Data rows.
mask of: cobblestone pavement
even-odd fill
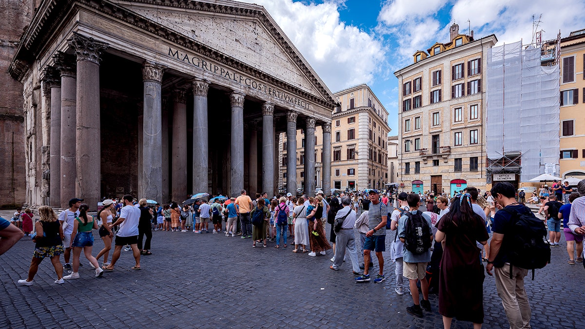
[[[94,233],[95,255],[103,243]],[[406,312],[412,299],[394,292],[387,252],[386,281],[356,283],[349,257],[341,270],[329,269],[331,250],[310,257],[291,252],[290,246],[277,249],[274,242],[252,248],[250,239],[223,234],[153,235],[153,255],[142,256],[141,270],[130,269],[131,253],[122,251],[114,272],[96,278],[82,256],[81,277],[58,285],[45,260],[31,286],[16,283],[26,277],[33,250],[30,239],[23,238],[0,256],[0,327],[442,328],[436,295],[431,296],[433,310],[424,318]],[[388,234],[387,250],[394,235]],[[567,263],[564,237],[561,245],[553,248],[552,263],[526,281],[532,328],[585,328],[585,271],[580,263]],[[377,270],[376,263],[371,273]],[[484,308],[484,328],[507,327],[494,279],[487,276]],[[472,325],[455,320],[453,327]]]

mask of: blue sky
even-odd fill
[[[242,0],[240,0],[242,1]],[[477,39],[531,42],[532,15],[544,40],[585,28],[583,0],[243,0],[264,6],[333,92],[368,84],[388,111],[397,135],[398,80],[412,54],[449,40],[456,22]],[[470,22],[467,22],[467,20]]]

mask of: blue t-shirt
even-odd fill
[[[506,208],[515,210],[519,214],[530,211],[528,207],[522,204],[513,204],[508,205]],[[504,263],[510,261],[508,253],[510,253],[510,245],[511,243],[510,239],[513,238],[511,235],[511,227],[515,221],[512,220],[512,214],[503,210],[498,210],[494,215],[491,231],[494,233],[504,234],[504,239],[502,240],[502,245],[500,247],[500,251],[498,252],[498,255],[494,259],[494,266],[497,268],[501,268],[504,266]]]
[[[238,210],[236,210],[236,206],[232,203],[228,205],[228,217],[238,217]]]
[[[569,215],[571,214],[571,204],[567,203],[561,205],[559,213],[563,214],[563,227],[569,227]]]

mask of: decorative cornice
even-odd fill
[[[262,115],[270,115],[272,116],[274,115],[274,104],[266,102],[262,104]]]
[[[298,116],[298,112],[294,111],[289,111],[287,112],[287,122],[297,122],[297,118]]]
[[[209,90],[209,81],[195,78],[191,80],[191,84],[193,85],[194,96],[207,97],[207,92]]]
[[[96,41],[77,32],[73,32],[73,37],[67,40],[67,43],[75,49],[78,61],[87,60],[98,65],[102,60],[102,54],[109,47],[105,42]]]
[[[145,61],[142,65],[142,80],[161,83],[164,68],[153,63]]]
[[[244,107],[244,97],[245,95],[240,92],[232,92],[229,94],[229,101],[232,107]]]
[[[314,118],[307,118],[307,129],[315,129],[315,124],[317,119]]]
[[[187,104],[187,91],[183,89],[173,90],[173,101],[176,103]]]
[[[53,58],[55,60],[55,66],[60,72],[61,77],[75,78],[77,76],[77,63],[74,56],[57,52]]]

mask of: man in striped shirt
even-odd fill
[[[374,282],[379,283],[386,279],[384,276],[384,256],[382,252],[386,251],[386,220],[388,211],[386,205],[380,201],[380,194],[377,190],[370,190],[368,193],[370,196],[370,209],[368,211],[368,231],[366,234],[366,241],[364,242],[364,273],[356,278],[357,282],[366,282],[370,281],[370,262],[371,258],[370,255],[371,251],[376,252],[378,258],[378,264],[380,266],[380,272]]]

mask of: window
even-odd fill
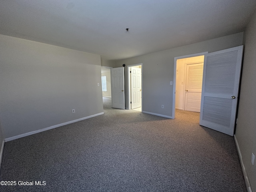
[[[101,76],[101,84],[102,85],[102,91],[107,91],[107,78],[106,76]]]

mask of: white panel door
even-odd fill
[[[123,67],[111,68],[112,107],[124,109],[124,76]]]
[[[141,68],[131,67],[132,109],[141,107]]]
[[[234,136],[243,46],[204,56],[201,125]]]
[[[200,112],[204,63],[186,65],[185,110]]]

The task.
Copy the records exactly, beginning at the line that has "mask of: decorative cornice" and continuing through the end of the records. Leave the pictures out of your copy.

Written response.
mask of: decorative cornice
even-odd fill
[[[262,115],[270,115],[272,116],[274,115],[274,104],[266,102],[262,104]]]
[[[298,116],[298,112],[294,111],[289,111],[287,112],[287,122],[297,122],[297,118]]]
[[[209,90],[209,81],[195,78],[191,80],[191,84],[193,85],[194,96],[207,97],[207,92]]]
[[[96,41],[77,32],[73,32],[73,37],[67,40],[67,43],[75,49],[78,61],[87,60],[98,65],[102,60],[102,54],[109,47],[105,42]]]
[[[145,61],[142,65],[142,80],[161,83],[164,68],[153,63]]]
[[[244,107],[244,97],[245,95],[240,92],[232,92],[229,94],[229,101],[232,107]]]
[[[314,118],[307,118],[307,129],[315,129],[315,124],[317,119]]]
[[[187,104],[187,91],[183,89],[173,90],[173,101],[176,103]]]
[[[53,58],[55,60],[55,66],[60,72],[61,77],[75,78],[77,76],[77,63],[74,56],[57,52]]]

mask of: man in striped shirt
even-odd fill
[[[374,282],[379,283],[386,279],[384,276],[384,256],[382,252],[386,251],[386,220],[388,211],[386,205],[380,201],[380,194],[377,190],[370,190],[368,193],[370,196],[370,209],[368,211],[368,231],[366,234],[366,241],[364,242],[364,273],[356,278],[357,282],[366,282],[370,281],[370,262],[371,258],[370,255],[371,251],[376,252],[378,258],[378,264],[380,266],[380,272]]]

mask of: window
even-odd fill
[[[101,76],[101,84],[102,85],[102,91],[107,91],[107,78],[106,76]]]

mask of: white panel door
even-odd fill
[[[123,67],[111,68],[112,107],[124,109],[124,76]]]
[[[141,68],[131,67],[132,109],[141,107]]]
[[[234,136],[243,46],[204,56],[201,125]]]
[[[200,112],[204,63],[186,65],[185,110]]]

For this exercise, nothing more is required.